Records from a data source
⟨

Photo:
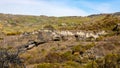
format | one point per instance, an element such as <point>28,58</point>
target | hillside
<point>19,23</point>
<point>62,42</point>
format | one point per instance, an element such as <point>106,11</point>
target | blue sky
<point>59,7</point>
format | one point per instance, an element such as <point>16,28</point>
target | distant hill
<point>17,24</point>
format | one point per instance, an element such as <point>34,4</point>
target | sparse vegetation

⟩
⟨

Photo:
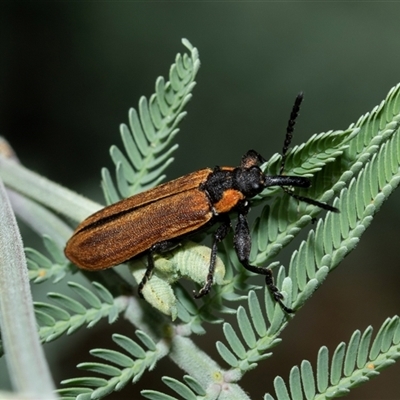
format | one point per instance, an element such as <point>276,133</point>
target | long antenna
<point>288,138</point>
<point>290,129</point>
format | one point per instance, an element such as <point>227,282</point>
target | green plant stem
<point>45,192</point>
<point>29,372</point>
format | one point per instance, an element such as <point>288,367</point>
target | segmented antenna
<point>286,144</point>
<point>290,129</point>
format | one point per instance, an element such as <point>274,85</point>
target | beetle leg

⟩
⟨

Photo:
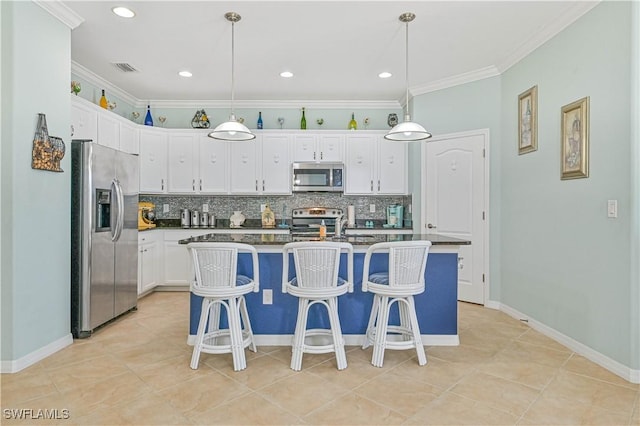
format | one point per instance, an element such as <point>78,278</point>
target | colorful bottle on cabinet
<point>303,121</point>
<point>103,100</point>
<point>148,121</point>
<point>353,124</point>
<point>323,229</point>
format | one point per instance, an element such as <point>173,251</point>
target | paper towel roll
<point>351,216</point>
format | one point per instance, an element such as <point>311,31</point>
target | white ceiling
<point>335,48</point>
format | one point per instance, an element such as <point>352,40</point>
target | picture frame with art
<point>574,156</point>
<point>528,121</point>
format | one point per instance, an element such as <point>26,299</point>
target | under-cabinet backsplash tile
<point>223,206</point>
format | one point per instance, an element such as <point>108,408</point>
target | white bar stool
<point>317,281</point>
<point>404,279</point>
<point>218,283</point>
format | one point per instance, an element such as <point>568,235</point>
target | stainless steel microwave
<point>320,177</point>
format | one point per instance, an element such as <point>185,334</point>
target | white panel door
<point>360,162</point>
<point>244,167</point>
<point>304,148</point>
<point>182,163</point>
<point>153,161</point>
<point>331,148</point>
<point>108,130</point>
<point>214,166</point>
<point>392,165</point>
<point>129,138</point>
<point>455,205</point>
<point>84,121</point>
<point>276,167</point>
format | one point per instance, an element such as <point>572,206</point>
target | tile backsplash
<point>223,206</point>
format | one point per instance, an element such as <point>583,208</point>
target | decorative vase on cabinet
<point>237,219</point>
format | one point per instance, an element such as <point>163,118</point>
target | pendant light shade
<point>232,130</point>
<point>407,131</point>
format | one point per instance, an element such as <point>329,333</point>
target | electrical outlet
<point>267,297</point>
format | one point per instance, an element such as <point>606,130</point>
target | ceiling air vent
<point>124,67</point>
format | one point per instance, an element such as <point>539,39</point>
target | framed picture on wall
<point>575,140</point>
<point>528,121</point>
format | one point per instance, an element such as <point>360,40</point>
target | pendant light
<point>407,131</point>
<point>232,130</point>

⟩

• [Work required] Rewrite the records starting at the line that contains "such as <point>173,251</point>" and ending at the line that contains "<point>237,219</point>", changing "white" to "ivory" and leaving everything else as it is.

• [Output for this exercise]
format | one point per instance, an element such as <point>173,251</point>
target | paper towel roll
<point>351,216</point>
format | one point per instance, an element such as <point>311,31</point>
target | ivory ceiling
<point>335,48</point>
format | one point per instance, an element such as <point>352,40</point>
target | picture frame with art
<point>574,156</point>
<point>528,121</point>
format | one point per instance, an element such as <point>26,299</point>
target | under-cabinet backsplash tile
<point>223,206</point>
format | one point per instance, an element such as <point>108,408</point>
target | ivory bar stool
<point>317,281</point>
<point>404,279</point>
<point>218,283</point>
format | one point per instance, an element such as <point>568,235</point>
target | stainless steel microwave
<point>320,177</point>
format | one point per instance, an element such as <point>185,334</point>
target | ivory panel door
<point>360,162</point>
<point>244,167</point>
<point>304,148</point>
<point>182,163</point>
<point>153,161</point>
<point>331,148</point>
<point>108,130</point>
<point>214,166</point>
<point>392,165</point>
<point>129,138</point>
<point>455,205</point>
<point>84,121</point>
<point>276,167</point>
format | one point per instance, an element such as <point>572,206</point>
target | tile backsplash
<point>223,206</point>
format | one point per instance, an element such as <point>583,208</point>
target | decorative vase on cabinet
<point>237,219</point>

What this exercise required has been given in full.